WHAT THE TASK ASKS => Please reproduce every entry below without omitting a single line.

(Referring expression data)
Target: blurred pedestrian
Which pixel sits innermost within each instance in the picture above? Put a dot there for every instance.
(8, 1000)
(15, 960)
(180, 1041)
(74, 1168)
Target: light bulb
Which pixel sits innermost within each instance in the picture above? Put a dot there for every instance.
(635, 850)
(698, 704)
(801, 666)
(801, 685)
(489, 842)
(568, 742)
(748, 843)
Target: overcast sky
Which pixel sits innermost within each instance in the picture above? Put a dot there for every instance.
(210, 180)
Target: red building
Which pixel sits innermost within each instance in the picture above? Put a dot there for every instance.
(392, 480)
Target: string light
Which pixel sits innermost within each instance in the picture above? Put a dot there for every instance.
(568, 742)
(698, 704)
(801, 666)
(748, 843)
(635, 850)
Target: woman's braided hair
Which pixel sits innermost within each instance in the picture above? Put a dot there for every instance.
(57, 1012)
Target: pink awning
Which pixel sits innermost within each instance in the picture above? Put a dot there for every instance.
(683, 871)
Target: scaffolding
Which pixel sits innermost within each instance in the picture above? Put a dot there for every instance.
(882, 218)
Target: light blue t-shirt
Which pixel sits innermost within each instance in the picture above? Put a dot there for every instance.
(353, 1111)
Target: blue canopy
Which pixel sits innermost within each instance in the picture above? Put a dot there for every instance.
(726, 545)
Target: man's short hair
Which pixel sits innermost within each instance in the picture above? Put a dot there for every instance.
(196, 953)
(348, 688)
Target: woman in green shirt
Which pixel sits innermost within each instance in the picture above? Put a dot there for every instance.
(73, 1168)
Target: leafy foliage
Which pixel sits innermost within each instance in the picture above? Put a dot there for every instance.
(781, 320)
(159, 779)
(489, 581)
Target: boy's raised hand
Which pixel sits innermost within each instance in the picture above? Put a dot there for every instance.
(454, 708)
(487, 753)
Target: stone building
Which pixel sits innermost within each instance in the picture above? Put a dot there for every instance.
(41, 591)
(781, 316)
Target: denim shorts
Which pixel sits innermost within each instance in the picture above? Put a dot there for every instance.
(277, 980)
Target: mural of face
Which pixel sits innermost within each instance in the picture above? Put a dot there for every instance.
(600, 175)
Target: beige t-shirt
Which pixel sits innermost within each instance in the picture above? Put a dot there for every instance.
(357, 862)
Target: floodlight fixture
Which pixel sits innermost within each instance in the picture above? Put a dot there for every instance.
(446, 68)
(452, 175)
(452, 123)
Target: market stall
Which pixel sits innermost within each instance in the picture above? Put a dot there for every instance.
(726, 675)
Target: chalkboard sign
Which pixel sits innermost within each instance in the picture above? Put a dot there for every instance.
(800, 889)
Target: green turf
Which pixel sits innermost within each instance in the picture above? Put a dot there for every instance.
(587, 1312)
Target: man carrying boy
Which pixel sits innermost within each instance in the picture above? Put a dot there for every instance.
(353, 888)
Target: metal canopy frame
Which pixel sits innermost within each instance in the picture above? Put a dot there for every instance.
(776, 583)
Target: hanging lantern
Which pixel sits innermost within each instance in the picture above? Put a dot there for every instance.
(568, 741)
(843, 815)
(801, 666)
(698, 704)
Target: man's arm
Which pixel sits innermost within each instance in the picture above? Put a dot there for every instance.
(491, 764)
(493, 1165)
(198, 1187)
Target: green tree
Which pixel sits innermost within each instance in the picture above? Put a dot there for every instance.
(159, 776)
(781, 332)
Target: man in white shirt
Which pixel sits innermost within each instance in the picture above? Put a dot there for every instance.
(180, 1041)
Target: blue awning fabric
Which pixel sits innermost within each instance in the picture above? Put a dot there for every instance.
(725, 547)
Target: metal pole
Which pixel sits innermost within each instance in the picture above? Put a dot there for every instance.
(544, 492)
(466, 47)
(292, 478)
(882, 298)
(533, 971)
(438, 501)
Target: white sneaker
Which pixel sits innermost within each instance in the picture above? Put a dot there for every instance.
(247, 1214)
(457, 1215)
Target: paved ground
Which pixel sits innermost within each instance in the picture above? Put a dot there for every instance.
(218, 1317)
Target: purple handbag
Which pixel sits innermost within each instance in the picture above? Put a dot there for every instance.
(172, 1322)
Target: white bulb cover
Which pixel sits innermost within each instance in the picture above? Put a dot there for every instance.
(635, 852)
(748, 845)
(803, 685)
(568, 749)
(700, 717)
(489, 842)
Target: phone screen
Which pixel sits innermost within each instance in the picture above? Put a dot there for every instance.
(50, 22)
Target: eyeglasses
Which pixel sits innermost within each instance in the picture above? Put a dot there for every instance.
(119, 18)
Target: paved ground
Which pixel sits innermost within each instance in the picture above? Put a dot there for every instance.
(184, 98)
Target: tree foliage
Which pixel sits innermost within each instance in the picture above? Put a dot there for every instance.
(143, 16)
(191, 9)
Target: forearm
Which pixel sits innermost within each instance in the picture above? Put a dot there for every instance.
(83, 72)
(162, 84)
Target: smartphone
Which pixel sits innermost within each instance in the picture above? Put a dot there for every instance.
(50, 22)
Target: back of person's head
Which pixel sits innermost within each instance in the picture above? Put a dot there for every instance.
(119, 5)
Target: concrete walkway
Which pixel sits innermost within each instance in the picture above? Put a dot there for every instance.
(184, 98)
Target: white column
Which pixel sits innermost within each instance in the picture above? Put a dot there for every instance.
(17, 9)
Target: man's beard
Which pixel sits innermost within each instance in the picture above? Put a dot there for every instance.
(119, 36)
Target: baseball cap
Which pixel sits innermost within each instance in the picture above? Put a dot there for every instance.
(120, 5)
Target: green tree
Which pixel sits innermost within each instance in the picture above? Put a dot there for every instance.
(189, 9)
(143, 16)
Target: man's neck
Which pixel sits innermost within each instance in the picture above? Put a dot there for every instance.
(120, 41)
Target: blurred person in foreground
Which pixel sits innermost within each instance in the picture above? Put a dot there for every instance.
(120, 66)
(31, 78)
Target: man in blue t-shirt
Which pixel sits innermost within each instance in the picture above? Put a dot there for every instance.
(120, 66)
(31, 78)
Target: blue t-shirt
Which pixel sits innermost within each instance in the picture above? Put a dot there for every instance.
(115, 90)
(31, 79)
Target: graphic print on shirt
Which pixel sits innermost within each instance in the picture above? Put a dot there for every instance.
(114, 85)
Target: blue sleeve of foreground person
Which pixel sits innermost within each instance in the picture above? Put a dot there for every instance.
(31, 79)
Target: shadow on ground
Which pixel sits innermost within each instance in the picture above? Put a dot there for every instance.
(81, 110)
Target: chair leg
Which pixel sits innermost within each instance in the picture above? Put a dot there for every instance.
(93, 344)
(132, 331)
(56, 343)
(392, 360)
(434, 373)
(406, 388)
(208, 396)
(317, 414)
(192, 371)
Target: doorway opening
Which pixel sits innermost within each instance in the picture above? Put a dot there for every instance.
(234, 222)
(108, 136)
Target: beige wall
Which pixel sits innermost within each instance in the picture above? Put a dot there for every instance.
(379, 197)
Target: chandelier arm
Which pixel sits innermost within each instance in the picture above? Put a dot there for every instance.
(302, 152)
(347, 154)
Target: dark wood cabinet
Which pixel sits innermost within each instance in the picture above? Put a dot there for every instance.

RESULT OF THIS EXERCISE =>
Target: blurred pedestrian
Which pixel sits innermost within each instance in the picture above? Put a dot there for every instance.
(8, 1000)
(15, 960)
(180, 1041)
(74, 1168)
Target: light bulb
Which pixel sits innermost within each instance in the picture above? Put a dot there for every instance.
(635, 850)
(698, 704)
(801, 666)
(801, 685)
(489, 842)
(568, 742)
(748, 843)
Target: overcast sky
Which pixel sits innermost within each instance in the picture above? Put a dot there for every instance.
(210, 180)
Target: red building
Which pixel sits innermost within each instance in the picture above? Put a dot there for every instance.
(392, 480)
Target: string light
Which pixel sits innermost within each instance in the picture above? Put a dot there for every instance.
(568, 742)
(698, 704)
(801, 666)
(748, 843)
(635, 850)
Target: woman's braided hair
Which pixel sits innermost within each instance in the picture above? Put a dot there for every instance.
(57, 1012)
Target: pink awning
Which pixel sits innermost within each instance in the picture above? Put a dot there for every instance.
(683, 871)
Target: scaffolding
Which pixel sits innermost within each instance in the picture above? Put a dot there for every instance.
(882, 218)
Target: light blue t-shirt
Which pixel sits innermost within each instance in the picture above? Put a dot there for every instance.
(353, 1111)
Target: blue canopy
Which pixel sits innermost within each instance in the picture above? Put a dot there for every instance.
(726, 545)
Target: man's short hair
Which pixel sits innermost within each instance in the picture above? Put a dot there for every instance.
(196, 953)
(348, 688)
Target: woman in green shirt
Which pixel sits innermost within each instance in the picture above? Put a dot there for every instance.
(73, 1168)
Target: leafy foliage
Which pixel sits innermost within each instance in the picture above? Put a dot there for every instance.
(781, 320)
(159, 779)
(489, 581)
Target: boy's raised hand
Which pixel sits innermost within each instance in the picture above? Put a dot there for every instance.
(454, 708)
(487, 753)
Target: stone building
Which pixel sits innermost within each instance in the picture above? Put a dot there for every instance.
(41, 591)
(781, 316)
Target: denim shorts
Which pixel sits innermost within each instance in the picture above? Put a dot there for every instance.
(277, 980)
Target: mural of face
Which pixel sits innermost within each instance in the picture above? Put a dot there for every instance.
(600, 175)
Target: beige t-shirt
Which pixel sits innermost within each instance in the picture above? Put a dot there for every instance.
(357, 862)
Target: floodlight fixture
Which pixel sits innermost within each instance in the picture above? Put a dot there for every instance.
(446, 68)
(452, 175)
(452, 123)
Target: market stall
Which pixel sits innermost within each instance in the picture above? Put a dot there for every instance.
(726, 675)
Target: chalkboard sign
Which pixel sits innermost within each instance in the picture above? Put a dot there for every instance.
(800, 889)
Target: green turf
Which pixel sits innermost within each instance in the picture above? Put a dot there for every instance.
(587, 1312)
Target: man carrying boy
Which pixel sits innermost within each instance in the picture above? Put a dot there for every instance.
(353, 888)
Target: metal canopy frame
Which pixel sits innermost within each instance in the picture above? Put a dot there for every instance.
(776, 583)
Target: hanging lantern
Which pixel sits innermost within each instance in the picture above? Put a dot there for every instance.
(568, 741)
(843, 815)
(801, 666)
(698, 704)
Target: man's arm
Which pixel sits innermost within each instance in the picture above? Put a dot there for every instance.
(491, 764)
(493, 1165)
(198, 1187)
Target: green tree
Which pixel sits innermost within each instance in the picture above? Put a dot there for every instance.
(159, 776)
(781, 332)
Target: man in white shirt
Which pixel sits innermost within each instance in the picture above? Put a dot there for every instance.
(180, 1041)
Target: blue awning fabric
Which pixel sits innermost within each instance in the picture above? Put a dot there for every instance.
(725, 547)
Target: metal pole
Which pixel sits innermost within each instance in the picture above? Put a dot there for every instance.
(544, 492)
(466, 47)
(292, 478)
(882, 298)
(533, 971)
(438, 501)
Target: white sneaker
Which pixel sits innermost within each instance in the picture above? Put a dot there for every instance.
(247, 1214)
(457, 1215)
Target: paved ground
Which pixel sits innermost within each instance in the picture above? Put a dot there for every instance.
(218, 1317)
Target: purple handbag
Which pixel sits innermost within each instance in the picture above? Put a dot there for every instance.
(172, 1322)
Target: white bulb cover
Which pixel sits innermost within each instance in the picture above? Put a dot there for every instance.
(635, 852)
(748, 845)
(803, 685)
(568, 749)
(700, 717)
(489, 842)
Target: phone screen
Which pixel sits innermost within each instance in the picture above? Put a dot there for every instance.
(50, 22)
Target: eyeglasses
Which pixel sits innermost within each instance in the picture above? Put a dot there for every instance.
(119, 18)
Target: paved ground
Which pixel sits innermost within each instance in the picture above? Put a dot there for every instance.
(184, 98)
Target: tree foliage
Which pixel sits innermost within each instance in the picture above? Put a dot there for every instance.
(143, 16)
(191, 9)
Target: forearm
Which pixel sits innermost within each instance in the picture above? Put a dot there for every instance.
(83, 72)
(162, 84)
Target: smartphone
Which pixel sits innermost within each instance in the picture above? Put a dot there for every instance.
(50, 22)
Target: back of person's head
Which pixel sits innermost within each instance in the picture above? Put a dot there for every instance.
(119, 5)
Target: concrete walkway
Which pixel sits innermost within each instance in the picture above? Put a dot there for every instance.
(184, 98)
Target: white column
Which pixel sits innermost within each instance in the picture above? Put a dot there for every instance.
(17, 9)
Target: man's beard
Which pixel sits innermost within each instance in the picture above? Put a dot there for every instance.
(119, 36)
Target: baseball cap
Which pixel sits innermost within each instance in the picture above? Put a dot there for every instance.
(120, 5)
Target: green tree
Which pixel sits innermost within each instance in the picture above? Put a dot there for every instance.
(189, 9)
(143, 16)
Target: man's neck
Which pixel sits innermost within each instance in the picture above? Put a dot there for every instance.
(120, 41)
Target: blurred person in foreground
Which pixel sits innermost within each instance in the picture above? Put a dot there for every instance.
(120, 66)
(31, 78)
Target: man in blue t-shirt
Which pixel sits innermost within each instance in the picture above? Put a dot there for every instance.
(120, 66)
(31, 78)
Target: blue t-shirt
Which pixel sits innermost within each instance in the picture above? Put a dot there for every instance.
(115, 90)
(31, 79)
Target: graphic print on shirt
Which pixel sits innermost within each instance in the picture above? Put a dot there for every instance.
(114, 85)
Target: blue sleeve of foreground person
Which pixel sits innermost within each instance in the picture above? Put a dot there for every instance.
(31, 79)
Target: shadow on ground
Which pixel sits innermost within each instance in the picture above? Put a dot there for every instance.
(81, 110)
Target: chair leg
Which pixel sits innermost within each instance in the picture above? Put a dot there for every instance.
(93, 344)
(132, 331)
(56, 343)
(392, 360)
(434, 373)
(406, 388)
(208, 396)
(317, 414)
(192, 371)
Target: doorway opening
Which pixel sits innermost within each instance in the picture above? Put a dot there for every instance.
(234, 222)
(108, 136)
Target: beige wall
Which pixel sits innermost within each instance in the picture above? Put a dot there for every instance.
(379, 197)
Target: chandelier arm
Which pixel sits innermost within each instance in the picture above? Put a dot there for every instance.
(302, 152)
(347, 154)
Target: dark wood cabinet
Which pixel sits innermost within each instance in the picture above? Put a dot there for every instance.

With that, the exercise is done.